* **Information given**
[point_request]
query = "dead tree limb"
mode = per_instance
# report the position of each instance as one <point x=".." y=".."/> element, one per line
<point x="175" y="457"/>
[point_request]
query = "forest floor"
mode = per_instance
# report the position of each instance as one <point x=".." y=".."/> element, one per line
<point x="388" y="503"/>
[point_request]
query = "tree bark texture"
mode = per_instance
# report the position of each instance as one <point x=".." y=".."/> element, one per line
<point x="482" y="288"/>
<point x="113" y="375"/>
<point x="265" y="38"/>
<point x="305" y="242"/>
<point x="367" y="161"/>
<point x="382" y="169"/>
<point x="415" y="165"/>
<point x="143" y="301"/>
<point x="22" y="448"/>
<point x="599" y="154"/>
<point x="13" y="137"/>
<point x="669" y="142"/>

* **What the exercise asks**
The response must contain every entry, each one identical to the original.

* **Response box**
[point_request]
query = "dead tree limb"
mode = per_instance
# report the position of each instance as one <point x=".." y=".."/> element, one per line
<point x="175" y="457"/>
[point_request]
query = "forest floor"
mode = per_instance
# report the position of each instance as one <point x=".." y=".."/> element, one per line
<point x="388" y="503"/>
[point_request]
query = "tree bark texture"
mode = per_instance
# report the position of each instance as one <point x=".." y=".."/> element, one per line
<point x="482" y="288"/>
<point x="113" y="375"/>
<point x="265" y="38"/>
<point x="305" y="242"/>
<point x="367" y="161"/>
<point x="382" y="169"/>
<point x="415" y="165"/>
<point x="143" y="301"/>
<point x="22" y="448"/>
<point x="599" y="154"/>
<point x="13" y="137"/>
<point x="669" y="142"/>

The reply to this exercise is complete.